● REQUIREMENTS
Can you give the material below again with "innermost" changed to "most central" everywhere it appears, leaving everything else as it is and leaving out the pictures?

● RECORDS SUPPLIED
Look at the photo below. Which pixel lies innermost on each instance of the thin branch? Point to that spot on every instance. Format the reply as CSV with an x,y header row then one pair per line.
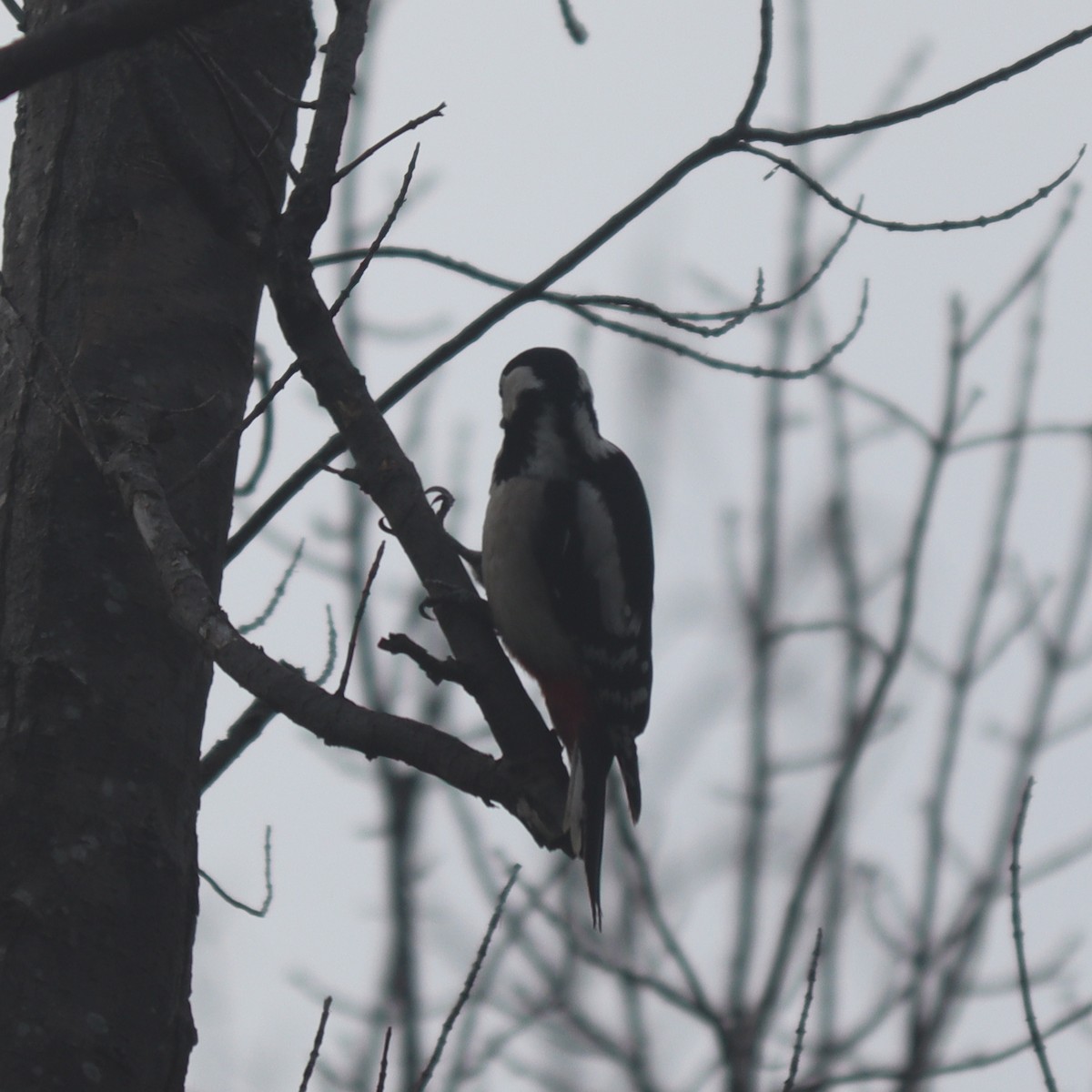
x,y
866,718
92,31
970,1064
266,445
802,1026
895,225
576,30
365,592
449,1024
239,736
274,600
929,106
437,112
268,901
377,243
1036,1038
317,1046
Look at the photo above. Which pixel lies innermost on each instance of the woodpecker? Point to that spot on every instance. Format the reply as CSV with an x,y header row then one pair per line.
x,y
567,565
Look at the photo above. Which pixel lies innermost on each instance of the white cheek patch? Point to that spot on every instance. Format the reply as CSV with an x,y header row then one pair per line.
x,y
588,435
513,386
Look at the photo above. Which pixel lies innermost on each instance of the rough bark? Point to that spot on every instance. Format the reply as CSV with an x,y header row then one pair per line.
x,y
140,187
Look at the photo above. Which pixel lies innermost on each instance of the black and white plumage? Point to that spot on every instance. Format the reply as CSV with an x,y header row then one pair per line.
x,y
567,563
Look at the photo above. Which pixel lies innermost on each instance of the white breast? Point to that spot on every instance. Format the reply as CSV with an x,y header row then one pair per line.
x,y
513,581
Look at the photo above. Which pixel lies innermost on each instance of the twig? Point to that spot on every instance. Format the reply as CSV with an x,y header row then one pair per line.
x,y
449,1024
381,1082
239,736
365,592
437,112
94,30
895,225
577,30
802,1026
762,66
268,901
317,1046
1036,1037
377,243
249,627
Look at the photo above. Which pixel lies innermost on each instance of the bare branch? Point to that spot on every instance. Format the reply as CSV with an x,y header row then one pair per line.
x,y
929,106
1036,1038
895,225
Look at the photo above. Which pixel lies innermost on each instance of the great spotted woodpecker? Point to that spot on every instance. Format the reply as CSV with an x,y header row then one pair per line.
x,y
567,566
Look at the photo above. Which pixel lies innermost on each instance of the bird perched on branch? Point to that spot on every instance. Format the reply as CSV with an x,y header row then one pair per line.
x,y
567,565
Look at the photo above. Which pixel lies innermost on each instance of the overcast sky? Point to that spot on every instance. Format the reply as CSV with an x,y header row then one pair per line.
x,y
541,141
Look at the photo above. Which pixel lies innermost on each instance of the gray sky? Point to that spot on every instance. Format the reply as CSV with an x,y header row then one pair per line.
x,y
541,141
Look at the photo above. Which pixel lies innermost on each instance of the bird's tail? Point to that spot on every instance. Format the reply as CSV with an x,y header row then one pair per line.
x,y
625,747
585,813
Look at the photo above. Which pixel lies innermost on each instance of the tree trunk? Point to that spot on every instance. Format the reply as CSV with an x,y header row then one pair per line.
x,y
140,187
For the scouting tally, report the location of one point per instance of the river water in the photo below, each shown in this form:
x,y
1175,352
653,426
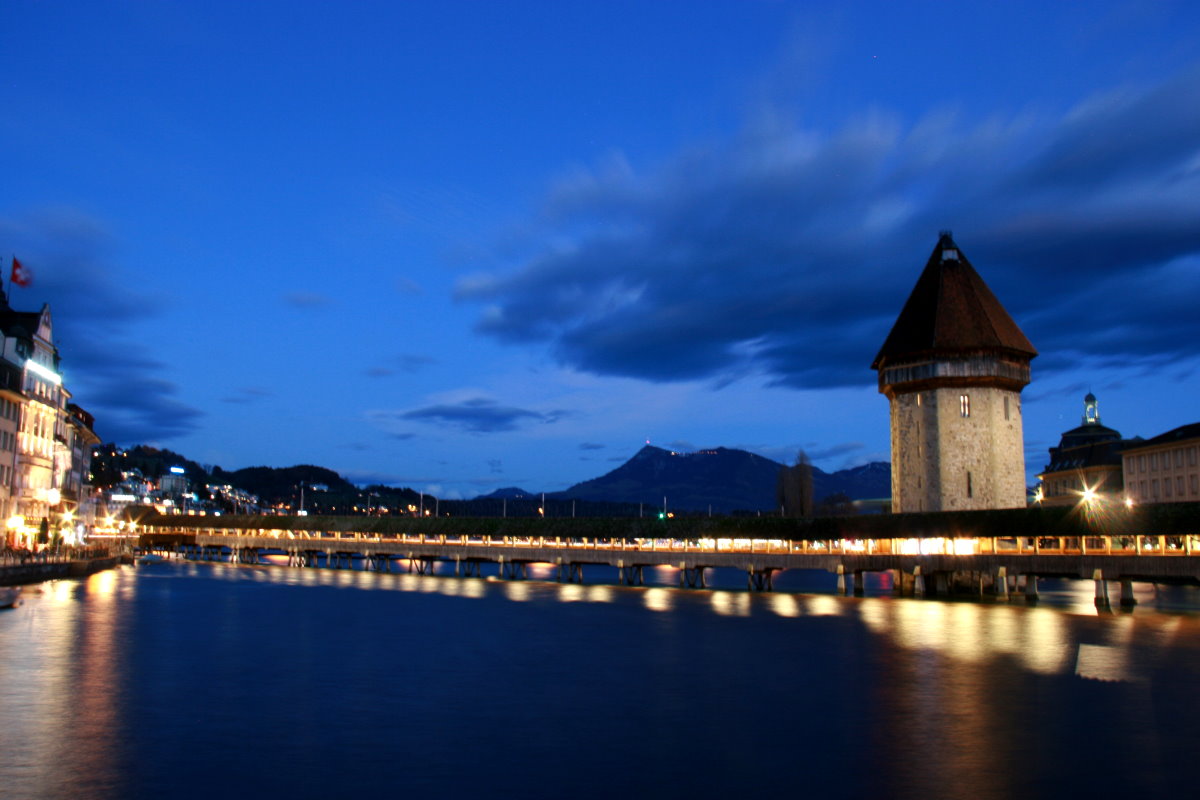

● FINAL RESULT
Look at the photo below. Which pixel lies most central on each instance of the thin branch? Point to that spot on every instance. Format the reply as CSV with an x,y header row then one pair per line.
x,y
866,718
92,31
970,1064
266,445
802,1026
895,225
576,30
365,592
449,1024
239,736
274,600
929,106
437,112
268,901
377,243
1036,1038
317,1046
Look at the photo above. Which pixel lies most central on each instance of the woodpecker? Point to that spot on every instance. Format the reply as CSV with an x,y header row then one pair per line.
x,y
567,565
Look at the photo above. Which pixel lies most central on each instance of the white cheek patch? Point to that spot on every instance. Format the reply as CSV with an x,y header row then one pair per line.
x,y
588,435
513,386
Look at the photo above. Which pixel lies most central on each instance of the rough bark? Point to that spot on every instance. Format the reply as CSV with an x,y header row then one pair per line.
x,y
140,187
Look at the photo above. Which pixel lies most central on each instance of the black and white plumage? Point to that spot on every instance. Format the reply as CSV with an x,y header row then one pair per line.
x,y
567,563
Look at the photo above. Which pixel lies most central on each instance of the white breast? Point to that spot on every instance. Format the reply as CSV with an x,y header row then one pair per line.
x,y
513,581
Look at the photo above. Which pixel lies most central on each instance of the twig? Point to that spot on every instance. Format the reply as CSV with an x,y header row then one pair per line.
x,y
449,1024
381,1082
239,736
365,592
437,112
94,30
895,225
577,30
802,1026
762,66
268,901
317,1046
1036,1037
377,243
249,627
Look at the photo above. Which pixel lies most central on each instance of the bare branch? Point to that spot on every instance. Format the reply as CSV with an x,y header row then one pair per line.
x,y
929,106
1036,1038
895,225
Look at the photo above. Which pixel lies most central on each instance of the great spotted woodpecker? Point to that spot on every instance. Format the reply as CSV with an x,y header row then one pair per line.
x,y
567,566
Look at the photo above. Which pixel lies most central on each instance of the bird perched on branch? Point to that spot on every instance. Format the reply as CSV with an x,y header row then one pair per line.
x,y
567,565
Look at the photo above. Which pixel lies most central on each instance of the overcast sky? Point to that spot on every instance. Format the reply as CSV with an x,y header row then one pair per line.
x,y
541,141
Look at the photo above. Which pixel lies most central on each instance of the gray sky? Point to that spot on every instance. Format the reply as CSV with an x,y header row then one pair per line.
x,y
541,141
Look at the photo above. Which pixel lies most central on each instance of the bird's tail? Point to that spot on every instance. Format the reply as CSV with an x,y header row then one pair per line.
x,y
625,747
585,813
Look at the photo above. Which pixel lies most central on each instance of the tree trunk? Point to that spot on every instance. Format the reply as CSV with an x,y header row then one pair per line.
x,y
140,187
For the scouting tally, report the location of one point per instance of the river water in the photo below, each shown in this form:
x,y
1175,352
653,426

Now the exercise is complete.